▶ [WHAT THE EXERCISE ASKS] Write out all of the entries exactly, please.

Records of labeled points:

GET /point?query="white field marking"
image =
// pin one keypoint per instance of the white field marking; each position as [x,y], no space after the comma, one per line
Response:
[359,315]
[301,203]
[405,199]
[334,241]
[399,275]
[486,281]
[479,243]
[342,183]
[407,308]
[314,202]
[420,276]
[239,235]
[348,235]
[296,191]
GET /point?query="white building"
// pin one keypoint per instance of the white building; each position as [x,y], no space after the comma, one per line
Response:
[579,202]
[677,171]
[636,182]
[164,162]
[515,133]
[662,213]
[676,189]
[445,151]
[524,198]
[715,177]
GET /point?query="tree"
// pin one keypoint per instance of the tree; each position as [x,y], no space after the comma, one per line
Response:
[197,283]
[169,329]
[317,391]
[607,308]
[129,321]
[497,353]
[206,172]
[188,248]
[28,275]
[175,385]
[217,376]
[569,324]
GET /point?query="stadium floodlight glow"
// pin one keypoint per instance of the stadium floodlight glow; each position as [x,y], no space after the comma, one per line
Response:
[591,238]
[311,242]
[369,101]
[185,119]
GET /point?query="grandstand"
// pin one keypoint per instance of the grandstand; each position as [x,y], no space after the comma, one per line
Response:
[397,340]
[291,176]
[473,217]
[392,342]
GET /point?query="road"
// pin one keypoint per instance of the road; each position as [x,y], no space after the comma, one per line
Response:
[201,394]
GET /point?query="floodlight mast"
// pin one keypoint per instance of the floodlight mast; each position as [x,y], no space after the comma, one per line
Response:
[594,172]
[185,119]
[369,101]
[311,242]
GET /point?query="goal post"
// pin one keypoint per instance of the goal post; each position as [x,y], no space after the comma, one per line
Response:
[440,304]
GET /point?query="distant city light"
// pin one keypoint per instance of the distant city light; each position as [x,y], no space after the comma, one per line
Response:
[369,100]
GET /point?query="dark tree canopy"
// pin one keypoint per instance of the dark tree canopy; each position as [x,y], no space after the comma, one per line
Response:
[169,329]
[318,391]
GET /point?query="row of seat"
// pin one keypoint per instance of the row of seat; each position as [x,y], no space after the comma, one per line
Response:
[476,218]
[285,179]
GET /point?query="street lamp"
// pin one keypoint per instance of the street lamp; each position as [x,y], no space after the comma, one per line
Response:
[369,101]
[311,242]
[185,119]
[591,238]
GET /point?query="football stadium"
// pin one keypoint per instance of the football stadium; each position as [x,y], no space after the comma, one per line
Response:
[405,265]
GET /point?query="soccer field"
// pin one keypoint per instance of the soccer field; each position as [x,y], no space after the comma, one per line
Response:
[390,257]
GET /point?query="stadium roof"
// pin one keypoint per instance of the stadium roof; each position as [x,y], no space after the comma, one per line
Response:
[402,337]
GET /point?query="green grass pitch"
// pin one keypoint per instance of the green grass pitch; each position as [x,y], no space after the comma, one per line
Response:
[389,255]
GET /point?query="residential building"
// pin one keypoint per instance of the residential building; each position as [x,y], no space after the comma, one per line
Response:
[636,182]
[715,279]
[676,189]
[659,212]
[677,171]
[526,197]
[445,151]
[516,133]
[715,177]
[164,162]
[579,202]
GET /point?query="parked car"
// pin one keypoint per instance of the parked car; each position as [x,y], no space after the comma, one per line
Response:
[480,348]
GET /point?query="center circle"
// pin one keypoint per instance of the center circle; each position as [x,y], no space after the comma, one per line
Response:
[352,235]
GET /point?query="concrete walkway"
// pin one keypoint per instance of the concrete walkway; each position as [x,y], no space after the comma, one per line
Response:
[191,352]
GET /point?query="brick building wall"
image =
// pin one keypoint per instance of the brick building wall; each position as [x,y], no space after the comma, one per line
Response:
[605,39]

▶ [EXPECTED ANSWER]
GET /point?query="white field marking"
image =
// pin one keypoint per instance of the white field marking; each position as [x,y], no space after the comma, one per line
Response:
[359,315]
[301,203]
[405,199]
[334,241]
[399,275]
[486,281]
[479,243]
[342,183]
[407,308]
[314,202]
[420,276]
[239,235]
[348,235]
[296,191]
GET /point?query="white building"
// pin one keypoint per instance of the white building; each position as [x,y], no space after the comma, one per line
Response:
[579,202]
[677,171]
[636,182]
[164,162]
[515,133]
[662,213]
[676,189]
[445,151]
[524,198]
[715,177]
GET /point?query="tree"
// pin one keypoint per instance of the tree; each position as [x,y], no space after the comma, one per line
Response:
[197,283]
[169,329]
[317,391]
[607,308]
[129,321]
[497,353]
[206,172]
[188,248]
[28,275]
[175,385]
[217,376]
[569,324]
GET /point?query="stadium floodlight glow"
// pin one keypoint per instance of the stadium floodlight glow; each position as [x,y], no space after the comma, one per line
Response:
[591,238]
[311,242]
[369,101]
[185,119]
GET /point?query="grandstand"
// pin one keypoint per instance of the grandstand; each position as [x,y], no space after the comma, one per line
Response:
[397,340]
[291,176]
[473,217]
[392,342]
GET /point?query="road"
// pin one keypoint per instance of the road; each position as [x,y], no space after the comma, one per line
Response:
[201,394]
GET /point?query="floodlight mast"
// pin one keypoint per instance of the floodlight mast; each position as [x,y], no space after the comma, one per line
Response:
[594,172]
[185,119]
[369,101]
[311,242]
GET /point?query="goal post"
// pin one keypoint per instance of the goal post; each position as [x,y], no space after the comma, one per line
Response:
[440,304]
GET /point?query="distant city light"
// pin one keypoint per instance of the distant city light; each position as [x,y], no space after the comma, one per line
Response:
[369,100]
GET /point?query="dark tree canopy"
// pin one keypoint per instance of the dark tree canopy; each position as [x,y], no space after the comma, one per line
Response:
[169,329]
[318,391]
GET /point?query="row of seat"
// pin one keypoint per instance of the row of seat; each position as [x,y], no space after the comma, one per line
Response:
[476,218]
[285,179]
GET /point?query="street lamp"
// pin one keypoint per instance of the street lamp; each position as [x,y], no space after the comma, one per line
Response:
[369,101]
[311,242]
[185,119]
[591,238]
GET /point?query="football stadium"
// pin one keypoint per instance of the football stadium; each position as [x,y], no space after the comma, one per line
Response:
[405,265]
GET /point?query="soccer field"
// pin one keypoint per instance of the soccer field; each position as [x,y], no space after the comma, one per line
Response:
[390,257]
GET /point?query="stadium roof"
// pin one keypoint per instance of the stadium roof; each position as [x,y], no space after the comma, one per line
Response:
[402,337]
GET /point?query="green grass pitch"
// pin one keypoint per instance of the green grass pitch; each position as [x,y], no space after the comma, one per line
Response:
[389,255]
GET /point?query="residential building"
// pin one keypoint per instance of the residential building; each position as [x,y], no space after the comma, one per line
Response:
[636,182]
[715,279]
[676,189]
[659,212]
[677,171]
[526,197]
[445,151]
[516,133]
[715,177]
[164,162]
[579,202]
GET /point?query="parked car"
// pin one keypoint per instance of the parked car; each position as [x,y], no space after the comma, one per line
Response:
[480,348]
GET /point?query="center circle"
// pin one keypoint per instance of the center circle; each position as [x,y], no space after the comma, one per line
Response:
[352,235]
GET /point?query="concrete walkway"
// pin one keypoint per instance of the concrete walkway; each position as [x,y], no space after the comma, one per line
Response:
[191,352]
GET /point?query="brick building wall"
image =
// pin one keypoint per instance of the brick building wall; each position as [x,y], no space after the comma, one per line
Response:
[605,39]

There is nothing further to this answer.